> _Exercise brief_:
Print the data that follows exactly.

[Records of labeled points]
** BEGIN **
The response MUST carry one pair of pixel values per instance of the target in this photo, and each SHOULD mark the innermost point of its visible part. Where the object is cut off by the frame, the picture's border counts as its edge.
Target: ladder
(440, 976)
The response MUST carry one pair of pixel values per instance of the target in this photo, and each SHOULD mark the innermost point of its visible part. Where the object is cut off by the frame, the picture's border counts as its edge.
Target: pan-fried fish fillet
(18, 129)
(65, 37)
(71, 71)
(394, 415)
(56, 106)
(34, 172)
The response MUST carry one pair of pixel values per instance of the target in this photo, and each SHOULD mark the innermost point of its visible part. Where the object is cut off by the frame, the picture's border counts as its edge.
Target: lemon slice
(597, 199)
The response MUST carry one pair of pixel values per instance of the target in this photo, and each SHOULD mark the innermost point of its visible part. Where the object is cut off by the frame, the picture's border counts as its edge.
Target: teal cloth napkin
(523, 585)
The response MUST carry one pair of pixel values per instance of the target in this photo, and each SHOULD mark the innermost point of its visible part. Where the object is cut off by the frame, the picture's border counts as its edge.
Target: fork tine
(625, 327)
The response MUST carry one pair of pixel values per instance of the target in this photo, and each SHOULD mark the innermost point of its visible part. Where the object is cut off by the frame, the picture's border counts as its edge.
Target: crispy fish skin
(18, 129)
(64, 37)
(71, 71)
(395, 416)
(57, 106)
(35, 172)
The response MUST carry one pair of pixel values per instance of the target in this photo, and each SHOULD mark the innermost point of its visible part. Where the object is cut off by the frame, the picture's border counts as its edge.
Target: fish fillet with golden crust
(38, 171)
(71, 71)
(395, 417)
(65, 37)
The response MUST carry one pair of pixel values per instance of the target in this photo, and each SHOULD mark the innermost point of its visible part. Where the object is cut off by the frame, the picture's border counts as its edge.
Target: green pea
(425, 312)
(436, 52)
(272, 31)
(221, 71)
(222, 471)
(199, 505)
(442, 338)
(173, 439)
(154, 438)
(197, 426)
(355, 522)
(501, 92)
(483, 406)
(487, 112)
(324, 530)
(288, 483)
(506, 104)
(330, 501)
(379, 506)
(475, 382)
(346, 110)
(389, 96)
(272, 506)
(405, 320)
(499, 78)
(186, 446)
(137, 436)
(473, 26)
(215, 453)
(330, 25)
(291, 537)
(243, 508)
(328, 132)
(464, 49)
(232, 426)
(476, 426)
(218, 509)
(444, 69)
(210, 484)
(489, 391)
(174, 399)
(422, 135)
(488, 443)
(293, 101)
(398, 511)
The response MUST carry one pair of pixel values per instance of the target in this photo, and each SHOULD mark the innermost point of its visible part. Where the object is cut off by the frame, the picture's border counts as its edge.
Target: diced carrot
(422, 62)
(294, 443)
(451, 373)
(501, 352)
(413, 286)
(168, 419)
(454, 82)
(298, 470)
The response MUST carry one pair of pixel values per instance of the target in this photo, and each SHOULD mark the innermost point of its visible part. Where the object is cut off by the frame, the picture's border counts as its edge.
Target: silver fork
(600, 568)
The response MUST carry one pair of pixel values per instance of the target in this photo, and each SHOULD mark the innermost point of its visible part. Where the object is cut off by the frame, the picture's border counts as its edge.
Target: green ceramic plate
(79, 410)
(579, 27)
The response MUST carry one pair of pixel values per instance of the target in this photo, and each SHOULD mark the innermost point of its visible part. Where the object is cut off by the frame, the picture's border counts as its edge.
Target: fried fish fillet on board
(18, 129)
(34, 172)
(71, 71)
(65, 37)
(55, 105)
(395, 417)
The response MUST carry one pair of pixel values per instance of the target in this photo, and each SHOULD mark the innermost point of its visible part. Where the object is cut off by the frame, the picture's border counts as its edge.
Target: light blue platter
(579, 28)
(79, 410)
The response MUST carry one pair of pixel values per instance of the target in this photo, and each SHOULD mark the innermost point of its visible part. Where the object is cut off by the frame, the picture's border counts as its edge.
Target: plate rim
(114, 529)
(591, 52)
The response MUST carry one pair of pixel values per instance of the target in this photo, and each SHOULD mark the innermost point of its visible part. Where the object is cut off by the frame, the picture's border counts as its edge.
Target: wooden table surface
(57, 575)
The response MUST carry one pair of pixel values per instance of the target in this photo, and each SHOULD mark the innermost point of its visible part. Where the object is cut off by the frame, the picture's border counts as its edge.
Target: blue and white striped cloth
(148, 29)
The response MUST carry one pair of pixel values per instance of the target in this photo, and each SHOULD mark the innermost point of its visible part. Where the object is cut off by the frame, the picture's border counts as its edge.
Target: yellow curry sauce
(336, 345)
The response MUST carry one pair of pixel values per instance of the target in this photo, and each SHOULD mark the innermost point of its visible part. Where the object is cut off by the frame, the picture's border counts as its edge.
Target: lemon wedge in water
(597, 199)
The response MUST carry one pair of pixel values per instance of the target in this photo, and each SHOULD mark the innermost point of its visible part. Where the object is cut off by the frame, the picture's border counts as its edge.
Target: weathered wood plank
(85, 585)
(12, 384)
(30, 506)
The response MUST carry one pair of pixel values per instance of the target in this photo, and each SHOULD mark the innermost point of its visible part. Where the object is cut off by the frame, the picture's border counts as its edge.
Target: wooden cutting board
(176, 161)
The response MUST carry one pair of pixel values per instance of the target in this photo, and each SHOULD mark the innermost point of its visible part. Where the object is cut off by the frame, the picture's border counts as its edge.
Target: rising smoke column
** END **
> _Result_:
The response MUST carry one pair of pixel values per instance of the target in this photo, and each SHOULD mark the innermost point of its visible part. Where the object is cut off by the frame, the picture's border counts as its edge.
Target: ladder
(440, 976)
The response MUST carry one pair of pixel values per instance of the target in this photo, and each SHOULD mark the innermost point of its visible part. Where the object is cut off by the frame, the picture's border counts as its edge.
Target: pan-fried fish fillet
(18, 129)
(65, 37)
(71, 71)
(394, 415)
(56, 106)
(34, 172)
The response MUST carry one pair of pixel values per instance of the target in this photo, and each SHOULD mark the innermost point of its visible part. Where the object is cut off by the frame, the picture's border counts as its edge.
Target: lemon slice
(597, 199)
The response MUST carry one pair of pixel values per instance of the target in this photo, and each SHOULD mark the innermost point of its visible part. Where the object is cut off by the frame, the picture's border counts as its edge.
Target: teal cloth napkin
(523, 585)
The response MUST carry one pair of pixel values per instance of the target in this photo, and each SHOULD mark the innermost point of its visible part. Where the object is cut off by the frame, the picture's border counts as its edge.
Target: fork tine
(625, 327)
The response MUST carry one pair of pixel values per instance of the target in this photo, and each SHOULD mark the innermost point of its visible part. Where the object is cut off by the frame, the picture's border counts as its edge.
Target: crispy fish skin
(18, 129)
(64, 37)
(71, 71)
(395, 416)
(57, 106)
(35, 172)
The response MUST carry one pair of pixel values per instance of the target in this photo, and each SHOULD mark the innermost point of its visible part. Where the object is cut off by the frame, the picture's border counts as its edge.
Target: fish fillet with golden crust
(38, 171)
(71, 71)
(395, 417)
(65, 37)
The response MUST carry one pair of pixel values per instance of the target in this photo, and each SHOULD mark the innermost point of its visible part. Where the object is cut off by the frame, the picture's border counts as its edge.
Target: green pea
(425, 312)
(436, 52)
(272, 31)
(221, 71)
(222, 471)
(199, 505)
(442, 338)
(173, 439)
(154, 438)
(197, 426)
(355, 522)
(501, 92)
(483, 406)
(487, 112)
(324, 530)
(288, 483)
(506, 104)
(330, 501)
(379, 506)
(475, 382)
(346, 110)
(389, 96)
(272, 506)
(405, 320)
(499, 78)
(186, 446)
(137, 436)
(473, 26)
(215, 453)
(330, 25)
(291, 537)
(243, 508)
(328, 132)
(464, 49)
(232, 426)
(476, 426)
(218, 509)
(444, 69)
(210, 484)
(489, 391)
(174, 399)
(422, 135)
(488, 443)
(293, 101)
(398, 511)
The response MUST carry one pair of pixel values per instance of the target in this photo, and each SHOULD mark the innermost point of its visible part. Where the object is cut off by the frame, the picture's border counts as its edge.
Target: diced carrot
(422, 62)
(294, 443)
(451, 373)
(501, 352)
(413, 286)
(168, 419)
(454, 82)
(298, 470)
The response MUST carry one pair of pixel values per instance of the target in this photo, and each SHOULD mark the innermost point of its visible part. Where the object is cut off by the frame, the picture's border counts as its edge.
Target: silver fork
(600, 568)
The response MUST carry one pair of pixel values per instance of the target in this photo, and each SHOULD mark the innermost point of its visible part. Where the object is cut off by the frame, the picture's border counts as its edge.
Target: green ceramic plate
(79, 410)
(579, 27)
The response MUST carry one pair of pixel values per instance of the target in this photo, and each SHOULD mark the innermost point of its visible part. Where the object is cut off by the frame, the picture's border counts as its edge.
Target: fried fish fillet on board
(18, 129)
(34, 172)
(71, 71)
(65, 37)
(55, 105)
(395, 417)
The response MUST carry one pair of pixel values per instance of the target in this photo, and each SHOULD mark the innermost point of its visible part. Where the object is cut off by the frame, the picture's border counts as its edge.
Target: light blue platter
(579, 28)
(79, 410)
The response MUST carry one pair of pixel values per instance of the target in this photo, and each SHOULD mark the innermost point of its visible part. Where the object is cut off by the frame, the picture's border counts as its edge.
Target: plate rim
(114, 529)
(591, 52)
The response MUST carry one pair of pixel values per instance of the target in this photo, and each SHOULD mark the innermost point of its visible part. Where the object is cut off by the frame, the picture's border counts as its edge.
Target: wooden table surface
(57, 575)
The response MUST carry one pair of pixel values per instance of the target in this photo, and each SHOULD mark the innermost point of its visible part. Where the object is cut off by the frame, the picture's border counts as its edge.
Target: blue and white striped cloth
(148, 29)
The response MUST carry one pair of pixel values per instance of the target in this photo, and each SHOULD mark the innermost point of its visible part. Where the object is cut off by the frame, the picture's border counts as its edge.
Target: yellow curry sauce
(336, 345)
The response MUST carry one pair of pixel values per instance of the target in this photo, and each SHOULD mark the innermost point of its visible part. Where the object is cut off by the frame, the picture's border counts as its edge.
Target: lemon wedge in water
(597, 199)
The response MUST carry one pair of pixel values per instance of the target in this photo, and each SHOULD mark the innermost point of its visible part. Where the object is cut off by the frame, the picture's border counts as its edge.
Target: weathered wood plank
(85, 585)
(12, 384)
(30, 506)
The response MUST carry one pair of pixel values per instance of the target in this photo, and each SHOULD mark the innermost point of its visible part. Where the object is cut off by the frame, the picture's border counts as its edge.
Target: wooden cutting board
(176, 161)
The response MUST carry one pair of pixel values per instance of the target in this photo, and each SHOULD mark the innermost point of its visible part. Where the object is cut off by the frame, the picture's border counts as its edge.
Target: rising smoke column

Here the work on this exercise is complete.